» To do
The answer should consist of each line below that contains the word "dark".

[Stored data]
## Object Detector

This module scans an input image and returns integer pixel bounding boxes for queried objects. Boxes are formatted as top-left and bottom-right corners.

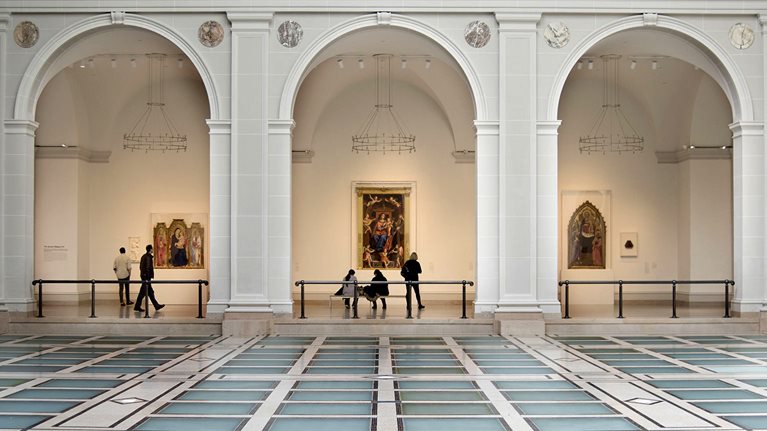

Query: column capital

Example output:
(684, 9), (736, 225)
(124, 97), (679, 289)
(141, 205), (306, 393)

(536, 120), (562, 135)
(206, 119), (232, 135)
(495, 13), (541, 32)
(268, 119), (296, 136)
(758, 14), (767, 32)
(4, 119), (39, 136)
(0, 13), (10, 31)
(474, 120), (500, 136)
(729, 121), (764, 138)
(227, 12), (273, 31)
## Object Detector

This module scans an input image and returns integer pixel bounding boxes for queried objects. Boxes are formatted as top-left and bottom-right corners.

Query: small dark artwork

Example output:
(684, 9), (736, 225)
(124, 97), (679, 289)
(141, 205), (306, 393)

(357, 189), (409, 269)
(567, 201), (606, 269)
(153, 219), (204, 269)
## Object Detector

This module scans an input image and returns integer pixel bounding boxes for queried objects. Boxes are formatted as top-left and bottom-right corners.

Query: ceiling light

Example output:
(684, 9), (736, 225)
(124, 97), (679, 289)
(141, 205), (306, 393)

(424, 58), (431, 69)
(79, 60), (85, 69)
(123, 54), (187, 153)
(351, 54), (415, 155)
(358, 58), (364, 69)
(630, 60), (636, 70)
(111, 58), (117, 68)
(579, 54), (644, 155)
(337, 58), (344, 69)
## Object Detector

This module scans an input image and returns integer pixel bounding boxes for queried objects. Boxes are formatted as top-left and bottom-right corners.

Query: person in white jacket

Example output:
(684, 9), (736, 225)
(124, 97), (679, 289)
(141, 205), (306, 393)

(113, 247), (133, 306)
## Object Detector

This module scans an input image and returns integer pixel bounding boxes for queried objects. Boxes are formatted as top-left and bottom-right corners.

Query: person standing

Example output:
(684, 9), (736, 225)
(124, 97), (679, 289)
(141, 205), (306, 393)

(401, 252), (424, 315)
(135, 244), (165, 313)
(113, 247), (133, 306)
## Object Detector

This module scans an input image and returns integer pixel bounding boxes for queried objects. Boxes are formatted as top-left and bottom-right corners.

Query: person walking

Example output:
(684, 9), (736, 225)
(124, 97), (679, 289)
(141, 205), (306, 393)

(134, 244), (165, 313)
(113, 247), (133, 306)
(401, 252), (424, 316)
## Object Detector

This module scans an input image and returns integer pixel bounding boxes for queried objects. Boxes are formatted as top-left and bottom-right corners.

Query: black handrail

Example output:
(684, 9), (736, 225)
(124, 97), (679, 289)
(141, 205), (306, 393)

(557, 279), (734, 319)
(31, 279), (209, 319)
(294, 280), (474, 319)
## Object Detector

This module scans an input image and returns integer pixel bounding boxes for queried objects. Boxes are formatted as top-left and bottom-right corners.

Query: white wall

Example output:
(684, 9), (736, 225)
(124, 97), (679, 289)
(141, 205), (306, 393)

(558, 67), (732, 302)
(292, 78), (476, 297)
(34, 63), (210, 304)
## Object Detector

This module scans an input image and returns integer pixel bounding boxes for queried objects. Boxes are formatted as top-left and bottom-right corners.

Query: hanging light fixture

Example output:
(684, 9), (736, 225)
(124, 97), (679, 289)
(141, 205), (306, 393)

(351, 54), (415, 154)
(123, 53), (187, 153)
(579, 54), (644, 154)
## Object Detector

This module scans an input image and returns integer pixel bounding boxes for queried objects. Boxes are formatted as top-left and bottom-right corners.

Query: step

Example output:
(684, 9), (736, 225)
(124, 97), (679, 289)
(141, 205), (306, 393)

(273, 317), (495, 336)
(545, 316), (760, 336)
(7, 316), (223, 336)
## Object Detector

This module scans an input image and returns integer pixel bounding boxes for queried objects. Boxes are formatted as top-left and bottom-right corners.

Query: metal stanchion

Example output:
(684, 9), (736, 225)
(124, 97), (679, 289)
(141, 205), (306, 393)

(36, 280), (44, 318)
(300, 281), (306, 319)
(564, 281), (570, 319)
(724, 280), (731, 318)
(671, 280), (678, 318)
(144, 281), (150, 318)
(406, 282), (413, 319)
(197, 280), (204, 318)
(461, 281), (467, 319)
(352, 280), (359, 319)
(618, 280), (624, 318)
(89, 280), (96, 318)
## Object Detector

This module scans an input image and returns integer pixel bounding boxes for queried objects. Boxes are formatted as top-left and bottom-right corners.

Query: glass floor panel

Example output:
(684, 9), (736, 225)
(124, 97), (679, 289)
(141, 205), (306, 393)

(399, 391), (486, 401)
(36, 379), (123, 388)
(528, 417), (640, 431)
(178, 390), (271, 401)
(402, 418), (506, 431)
(480, 367), (555, 374)
(694, 401), (767, 413)
(0, 414), (51, 428)
(136, 417), (246, 431)
(278, 403), (372, 415)
(601, 360), (673, 367)
(667, 389), (764, 400)
(288, 391), (373, 401)
(217, 367), (291, 374)
(723, 415), (767, 429)
(0, 400), (79, 413)
(193, 380), (278, 390)
(7, 388), (105, 399)
(398, 381), (477, 389)
(646, 379), (734, 389)
(615, 367), (694, 374)
(394, 367), (465, 375)
(295, 381), (374, 389)
(157, 402), (258, 415)
(400, 402), (496, 415)
(516, 402), (615, 415)
(503, 390), (595, 401)
(268, 418), (371, 431)
(494, 381), (577, 390)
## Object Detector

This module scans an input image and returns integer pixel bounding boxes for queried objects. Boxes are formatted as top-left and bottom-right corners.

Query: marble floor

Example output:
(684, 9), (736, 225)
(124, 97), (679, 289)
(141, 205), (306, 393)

(2, 334), (767, 430)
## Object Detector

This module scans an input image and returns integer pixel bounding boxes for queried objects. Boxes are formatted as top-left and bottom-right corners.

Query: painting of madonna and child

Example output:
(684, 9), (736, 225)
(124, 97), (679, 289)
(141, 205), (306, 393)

(357, 188), (410, 270)
(567, 201), (606, 269)
(153, 218), (205, 269)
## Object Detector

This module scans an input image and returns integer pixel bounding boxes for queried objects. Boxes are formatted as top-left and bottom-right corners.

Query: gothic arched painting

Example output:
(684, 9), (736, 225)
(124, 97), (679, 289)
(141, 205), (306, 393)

(567, 201), (606, 269)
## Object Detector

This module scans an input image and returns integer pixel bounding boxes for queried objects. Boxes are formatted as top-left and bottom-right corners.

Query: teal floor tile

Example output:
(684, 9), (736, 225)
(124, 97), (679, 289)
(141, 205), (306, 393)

(136, 417), (245, 431)
(694, 401), (767, 413)
(37, 379), (122, 388)
(400, 402), (495, 415)
(178, 390), (270, 401)
(399, 391), (485, 401)
(305, 367), (377, 374)
(503, 390), (594, 401)
(288, 391), (372, 401)
(493, 381), (577, 390)
(279, 403), (371, 415)
(647, 380), (733, 389)
(0, 415), (51, 428)
(0, 400), (79, 413)
(480, 367), (554, 374)
(616, 366), (693, 374)
(723, 415), (767, 429)
(217, 367), (291, 374)
(158, 402), (258, 415)
(193, 380), (278, 389)
(268, 418), (371, 431)
(295, 381), (374, 389)
(528, 417), (640, 431)
(394, 367), (464, 375)
(402, 418), (506, 431)
(515, 402), (614, 415)
(667, 389), (764, 400)
(7, 388), (105, 399)
(398, 381), (476, 389)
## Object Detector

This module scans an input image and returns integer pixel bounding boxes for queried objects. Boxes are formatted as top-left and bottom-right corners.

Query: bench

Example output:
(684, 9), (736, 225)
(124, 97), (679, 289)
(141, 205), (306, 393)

(329, 294), (407, 311)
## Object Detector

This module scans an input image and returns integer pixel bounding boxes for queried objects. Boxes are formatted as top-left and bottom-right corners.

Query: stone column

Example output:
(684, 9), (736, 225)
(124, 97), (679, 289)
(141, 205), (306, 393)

(206, 119), (231, 315)
(494, 13), (545, 318)
(225, 12), (274, 325)
(2, 119), (38, 314)
(0, 14), (8, 325)
(474, 120), (501, 315)
(536, 120), (562, 315)
(730, 121), (765, 315)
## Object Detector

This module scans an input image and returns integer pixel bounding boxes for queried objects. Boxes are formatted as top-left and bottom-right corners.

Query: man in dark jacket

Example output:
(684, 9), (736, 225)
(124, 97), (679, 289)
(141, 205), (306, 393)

(134, 244), (165, 312)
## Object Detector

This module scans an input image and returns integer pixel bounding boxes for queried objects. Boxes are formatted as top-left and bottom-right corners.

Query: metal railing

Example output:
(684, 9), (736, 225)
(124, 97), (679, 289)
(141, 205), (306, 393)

(31, 279), (209, 319)
(557, 279), (735, 319)
(294, 280), (474, 319)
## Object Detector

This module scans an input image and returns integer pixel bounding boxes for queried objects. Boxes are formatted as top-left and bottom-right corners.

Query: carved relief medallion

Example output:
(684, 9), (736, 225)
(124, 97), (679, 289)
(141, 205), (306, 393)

(729, 23), (754, 50)
(544, 21), (570, 48)
(464, 20), (491, 48)
(198, 20), (224, 48)
(277, 20), (303, 48)
(14, 21), (39, 48)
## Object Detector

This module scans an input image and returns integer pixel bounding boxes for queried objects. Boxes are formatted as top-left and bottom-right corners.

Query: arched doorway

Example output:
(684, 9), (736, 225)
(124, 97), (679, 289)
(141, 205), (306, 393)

(283, 18), (483, 318)
(550, 17), (756, 318)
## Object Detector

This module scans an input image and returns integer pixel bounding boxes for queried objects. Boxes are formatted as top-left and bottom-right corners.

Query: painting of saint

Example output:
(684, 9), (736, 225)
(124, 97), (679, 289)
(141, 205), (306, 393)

(189, 223), (204, 268)
(567, 201), (606, 269)
(357, 187), (410, 269)
(167, 219), (189, 268)
(153, 224), (169, 268)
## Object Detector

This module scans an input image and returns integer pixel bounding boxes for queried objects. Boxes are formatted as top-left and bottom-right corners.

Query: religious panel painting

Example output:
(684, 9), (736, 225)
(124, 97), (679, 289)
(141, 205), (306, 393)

(567, 201), (606, 269)
(152, 218), (205, 269)
(357, 187), (411, 270)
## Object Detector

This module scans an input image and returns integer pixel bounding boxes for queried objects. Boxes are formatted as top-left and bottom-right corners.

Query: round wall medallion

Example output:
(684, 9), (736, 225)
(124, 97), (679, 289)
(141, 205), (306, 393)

(729, 23), (754, 50)
(464, 20), (491, 48)
(14, 21), (39, 48)
(198, 20), (224, 48)
(277, 20), (303, 48)
(543, 21), (570, 48)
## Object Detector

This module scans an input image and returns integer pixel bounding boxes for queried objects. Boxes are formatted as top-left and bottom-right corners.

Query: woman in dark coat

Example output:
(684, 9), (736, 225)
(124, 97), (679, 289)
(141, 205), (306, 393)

(364, 269), (389, 309)
(401, 252), (424, 310)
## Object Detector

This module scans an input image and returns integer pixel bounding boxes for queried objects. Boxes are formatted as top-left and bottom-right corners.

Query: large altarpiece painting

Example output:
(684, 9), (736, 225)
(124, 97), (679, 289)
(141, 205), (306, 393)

(567, 201), (606, 269)
(153, 217), (205, 269)
(356, 185), (411, 270)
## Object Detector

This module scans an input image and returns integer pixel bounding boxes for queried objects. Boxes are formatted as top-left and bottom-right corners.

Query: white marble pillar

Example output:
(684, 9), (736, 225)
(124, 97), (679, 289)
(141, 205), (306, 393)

(2, 120), (37, 313)
(267, 119), (294, 314)
(0, 14), (7, 316)
(495, 13), (544, 314)
(475, 120), (501, 315)
(226, 12), (274, 312)
(206, 119), (231, 315)
(730, 121), (765, 313)
(536, 120), (562, 314)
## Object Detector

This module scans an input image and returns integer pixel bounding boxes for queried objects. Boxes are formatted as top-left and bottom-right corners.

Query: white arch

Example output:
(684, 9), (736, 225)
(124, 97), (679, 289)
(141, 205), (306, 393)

(547, 14), (753, 123)
(278, 13), (486, 122)
(14, 13), (220, 121)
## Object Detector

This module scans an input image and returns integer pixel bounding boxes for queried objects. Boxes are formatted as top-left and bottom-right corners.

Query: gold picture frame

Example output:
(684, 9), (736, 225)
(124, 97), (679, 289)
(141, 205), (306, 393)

(355, 185), (412, 270)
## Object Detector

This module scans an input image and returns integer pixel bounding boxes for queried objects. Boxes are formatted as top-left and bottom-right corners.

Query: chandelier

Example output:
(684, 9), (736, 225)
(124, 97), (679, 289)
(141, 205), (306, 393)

(352, 54), (415, 154)
(123, 53), (187, 152)
(579, 54), (644, 154)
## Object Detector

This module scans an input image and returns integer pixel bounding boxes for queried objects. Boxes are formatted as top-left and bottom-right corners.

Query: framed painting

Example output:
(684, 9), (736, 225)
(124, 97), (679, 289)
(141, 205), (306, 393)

(153, 224), (169, 268)
(355, 184), (413, 270)
(151, 214), (206, 269)
(567, 200), (607, 269)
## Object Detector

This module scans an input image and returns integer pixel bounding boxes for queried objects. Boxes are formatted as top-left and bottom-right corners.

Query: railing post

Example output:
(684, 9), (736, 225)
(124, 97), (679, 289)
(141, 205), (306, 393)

(36, 280), (44, 318)
(618, 281), (624, 318)
(724, 280), (731, 318)
(352, 279), (359, 319)
(562, 281), (570, 319)
(89, 280), (97, 318)
(461, 280), (467, 319)
(144, 281), (150, 318)
(197, 280), (204, 319)
(406, 281), (413, 319)
(299, 281), (306, 319)
(671, 280), (678, 318)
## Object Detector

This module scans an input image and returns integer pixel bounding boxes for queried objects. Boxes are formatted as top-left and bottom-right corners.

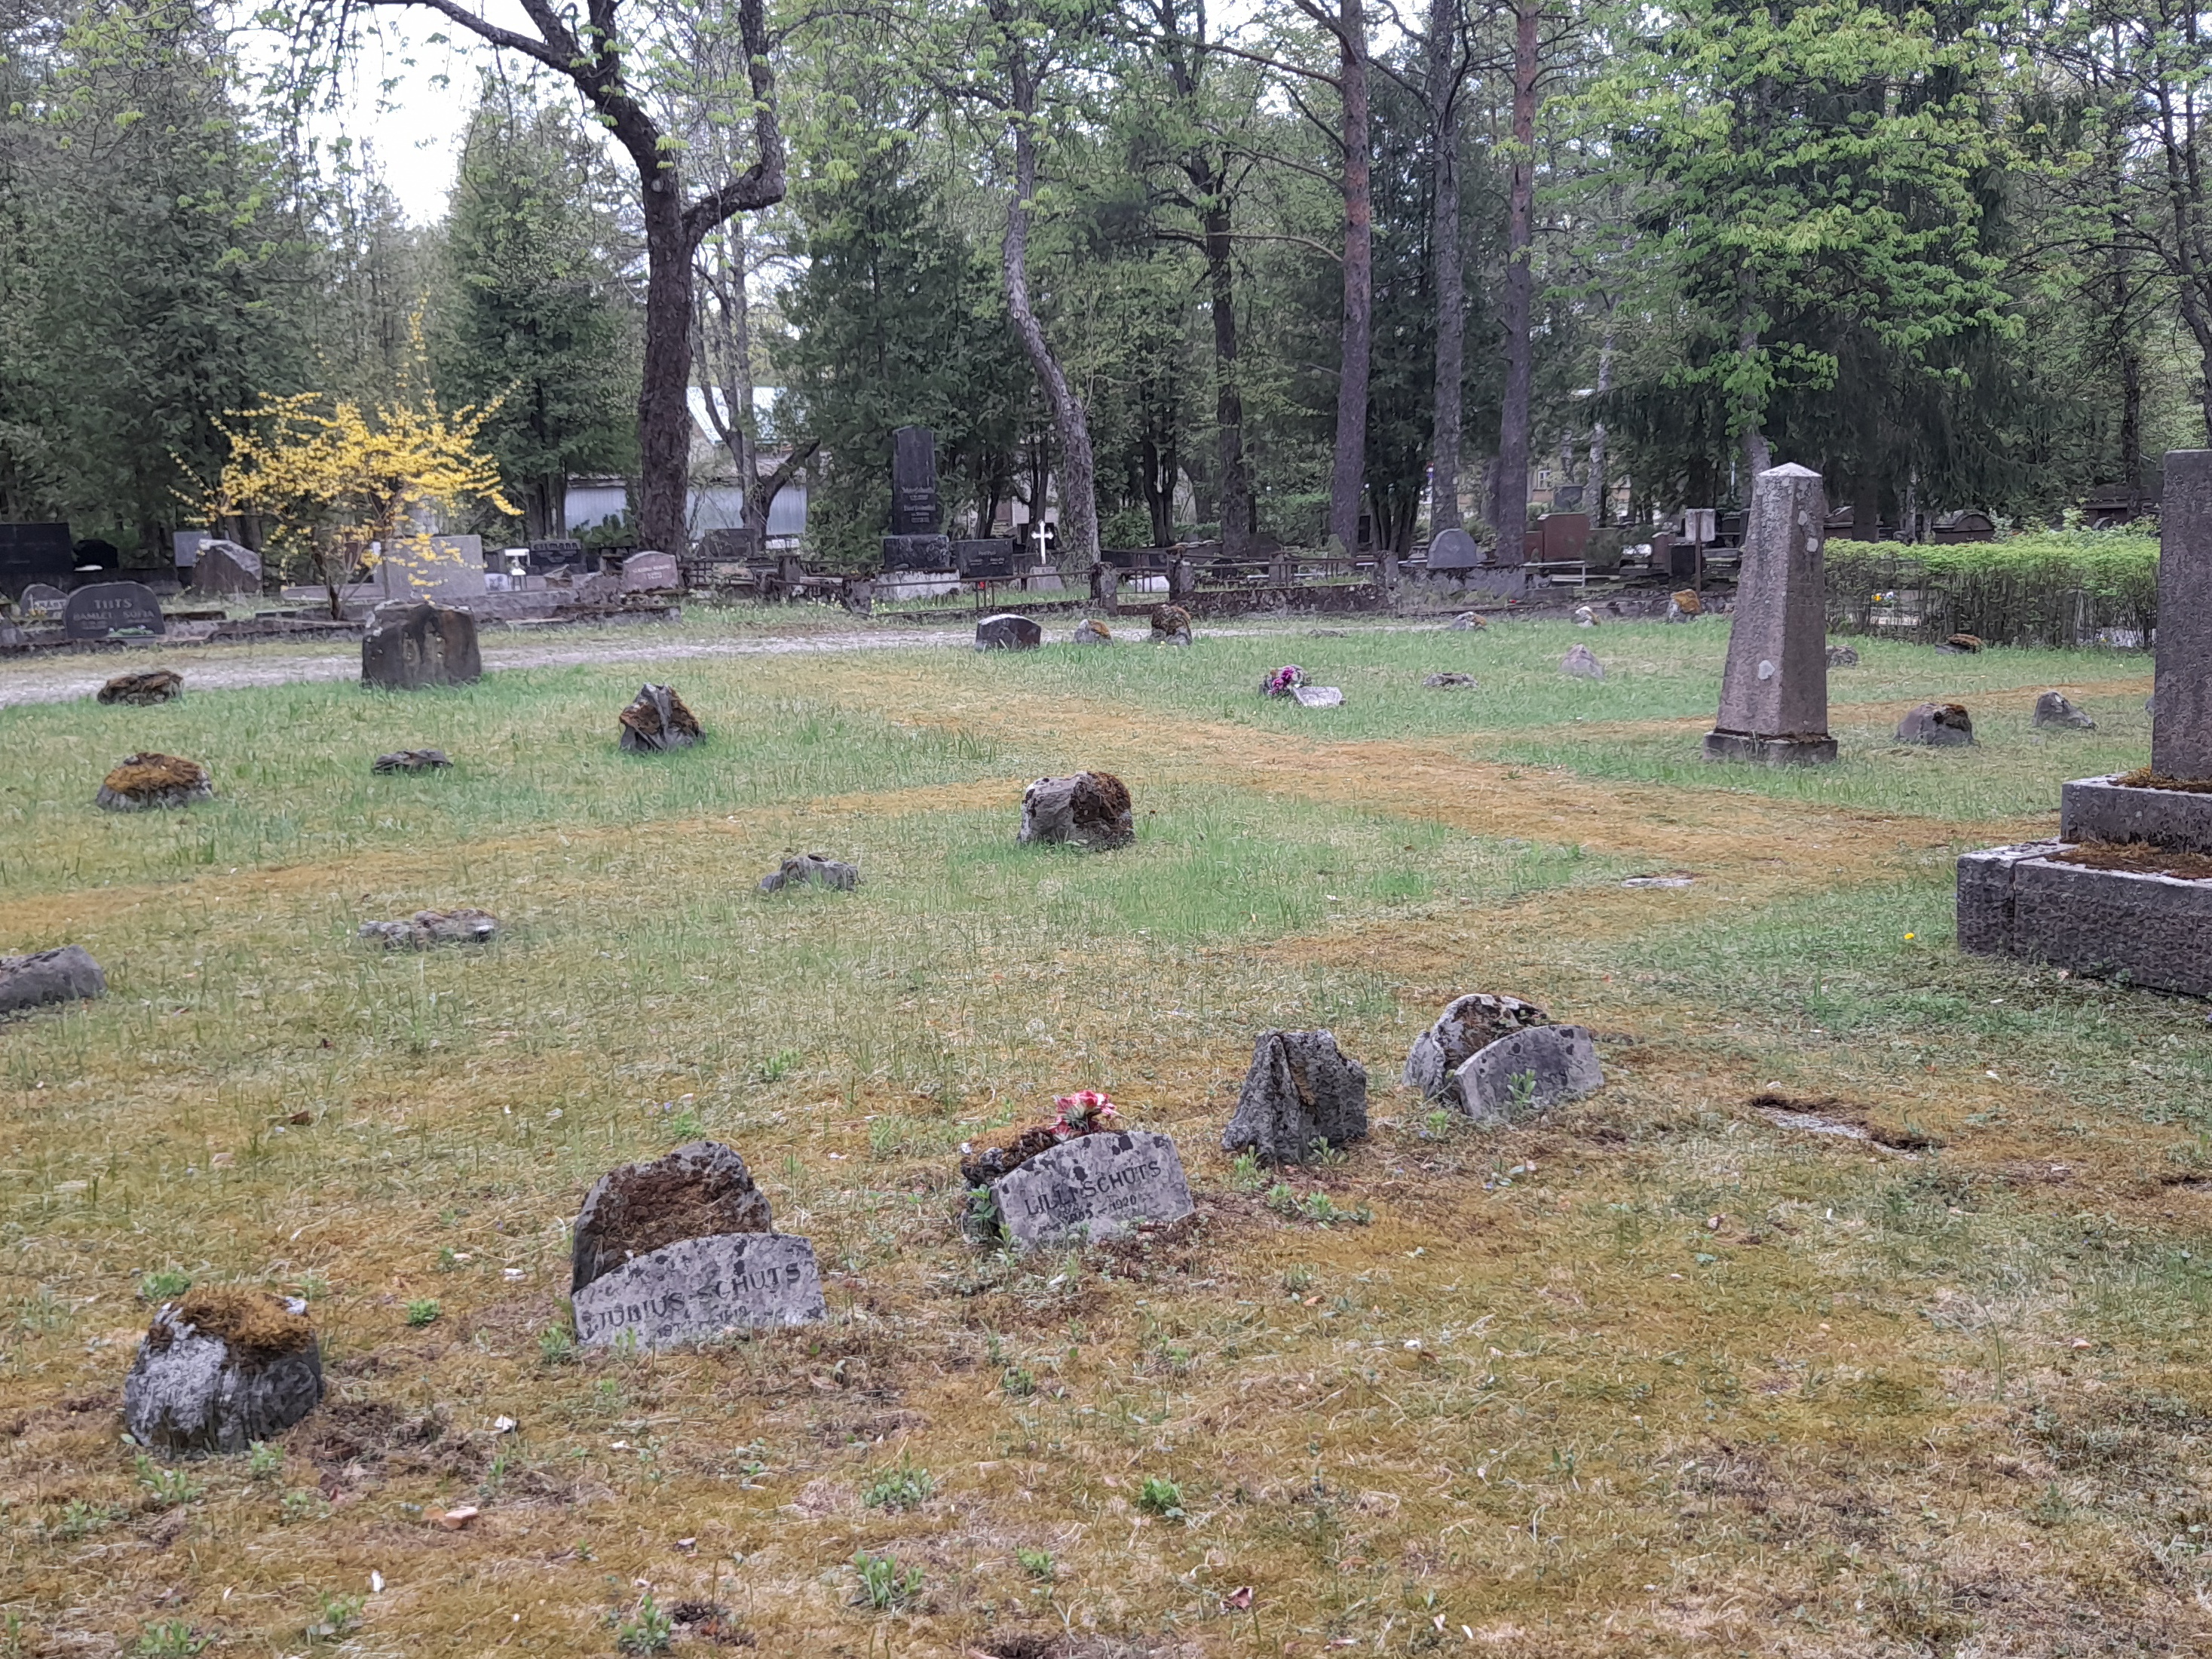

» Solution below
Query: small dark artwork
Query: man in dark jacket
Query: woman in dark coat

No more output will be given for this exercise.